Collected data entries
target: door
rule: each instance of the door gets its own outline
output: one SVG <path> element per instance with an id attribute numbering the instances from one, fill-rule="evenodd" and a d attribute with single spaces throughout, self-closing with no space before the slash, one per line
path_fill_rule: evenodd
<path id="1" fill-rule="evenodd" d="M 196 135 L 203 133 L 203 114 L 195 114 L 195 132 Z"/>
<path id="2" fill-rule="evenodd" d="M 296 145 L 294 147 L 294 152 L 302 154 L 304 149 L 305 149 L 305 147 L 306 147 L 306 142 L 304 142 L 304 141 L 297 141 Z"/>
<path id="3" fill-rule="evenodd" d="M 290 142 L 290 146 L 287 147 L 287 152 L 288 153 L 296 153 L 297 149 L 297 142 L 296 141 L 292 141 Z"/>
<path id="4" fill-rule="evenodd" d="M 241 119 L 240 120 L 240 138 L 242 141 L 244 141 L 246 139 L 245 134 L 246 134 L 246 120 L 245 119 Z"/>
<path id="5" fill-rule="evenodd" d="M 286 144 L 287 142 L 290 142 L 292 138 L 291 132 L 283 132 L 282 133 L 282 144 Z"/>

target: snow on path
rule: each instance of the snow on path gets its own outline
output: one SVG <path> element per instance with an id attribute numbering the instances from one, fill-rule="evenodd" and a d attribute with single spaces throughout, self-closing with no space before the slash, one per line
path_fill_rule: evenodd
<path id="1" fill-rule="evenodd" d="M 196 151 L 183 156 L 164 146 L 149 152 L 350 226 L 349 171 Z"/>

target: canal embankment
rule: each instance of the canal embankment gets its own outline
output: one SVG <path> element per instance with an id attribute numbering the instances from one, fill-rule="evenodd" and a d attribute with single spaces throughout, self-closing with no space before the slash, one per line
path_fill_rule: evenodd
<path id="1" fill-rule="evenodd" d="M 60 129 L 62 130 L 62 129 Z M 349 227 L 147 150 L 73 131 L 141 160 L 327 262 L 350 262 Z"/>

EXERCISE REQUIREMENTS ▸
Determine how many lines in the records contain "door", and reply with the number only.

RESPONSE AREA ▸
2